#### [Task directions]
Begin at the first line below and stop after the line that contains "M 0 4 L 0 317". Rewrite each of those lines in full, shifting every coordinate in the path data by adding -83 to it.

#### [Record excerpts]
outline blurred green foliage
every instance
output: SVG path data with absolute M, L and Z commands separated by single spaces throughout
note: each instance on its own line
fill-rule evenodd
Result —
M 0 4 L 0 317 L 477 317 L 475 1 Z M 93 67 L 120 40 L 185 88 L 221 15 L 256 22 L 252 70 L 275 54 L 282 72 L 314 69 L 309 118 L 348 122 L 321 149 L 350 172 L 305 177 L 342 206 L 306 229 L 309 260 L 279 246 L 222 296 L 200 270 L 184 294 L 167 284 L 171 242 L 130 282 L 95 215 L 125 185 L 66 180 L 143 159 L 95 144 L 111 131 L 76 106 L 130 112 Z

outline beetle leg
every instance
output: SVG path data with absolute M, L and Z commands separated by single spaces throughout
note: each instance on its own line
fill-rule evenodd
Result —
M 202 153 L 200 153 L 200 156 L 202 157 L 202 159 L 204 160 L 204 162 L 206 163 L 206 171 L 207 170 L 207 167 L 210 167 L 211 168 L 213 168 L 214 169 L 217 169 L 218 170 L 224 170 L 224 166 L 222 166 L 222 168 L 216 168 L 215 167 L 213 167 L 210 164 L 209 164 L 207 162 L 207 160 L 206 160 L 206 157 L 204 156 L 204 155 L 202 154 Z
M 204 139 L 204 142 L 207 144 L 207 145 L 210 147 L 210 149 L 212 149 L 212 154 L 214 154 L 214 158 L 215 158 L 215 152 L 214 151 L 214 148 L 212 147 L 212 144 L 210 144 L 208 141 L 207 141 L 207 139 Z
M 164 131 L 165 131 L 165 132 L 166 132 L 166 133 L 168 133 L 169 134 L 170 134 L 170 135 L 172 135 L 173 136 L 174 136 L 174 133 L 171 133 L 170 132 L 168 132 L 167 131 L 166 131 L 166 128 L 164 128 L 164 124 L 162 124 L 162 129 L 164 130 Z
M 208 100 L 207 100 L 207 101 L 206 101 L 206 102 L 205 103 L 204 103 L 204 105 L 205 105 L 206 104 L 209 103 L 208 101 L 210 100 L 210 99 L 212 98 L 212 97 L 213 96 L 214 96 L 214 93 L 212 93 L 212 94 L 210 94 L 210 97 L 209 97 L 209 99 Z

#### [Completed task]
outline blurred green foliage
every instance
output: SVG path data with absolute M, L and Z commands separated by single spaces throughout
note: each instance on its own line
fill-rule evenodd
Result —
M -83 -79 L -83 234 L 394 234 L 392 -82 Z M 10 -16 L 37 -43 L 102 5 L 138 -68 L 173 -61 L 169 -13 L 192 -29 L 199 -11 L 231 -14 L 226 35 L 265 39 L 238 66 L 267 89 L 222 94 L 259 123 L 223 146 L 226 177 L 196 163 L 139 213 L 117 187 L 101 211 L 84 201 L 88 159 L 47 199 L 12 132 L 42 102 L -17 97 L 60 76 L 12 61 L 28 48 L -7 23 L 47 29 Z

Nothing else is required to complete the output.